**Problem statement**
Rewrite every line of the items below, including their wording, and add 52 to each bounding box coordinate.

Entries on locating named objects:
— start —

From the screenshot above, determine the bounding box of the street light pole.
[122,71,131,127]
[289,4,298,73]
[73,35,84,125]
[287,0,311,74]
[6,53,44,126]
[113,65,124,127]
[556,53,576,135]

— end —

**Correct response**
From the screenshot above, determine the bounding box of the street light pole.
[174,123,183,179]
[341,56,350,125]
[125,87,136,177]
[339,52,363,126]
[58,105,96,178]
[165,117,176,179]
[608,105,628,187]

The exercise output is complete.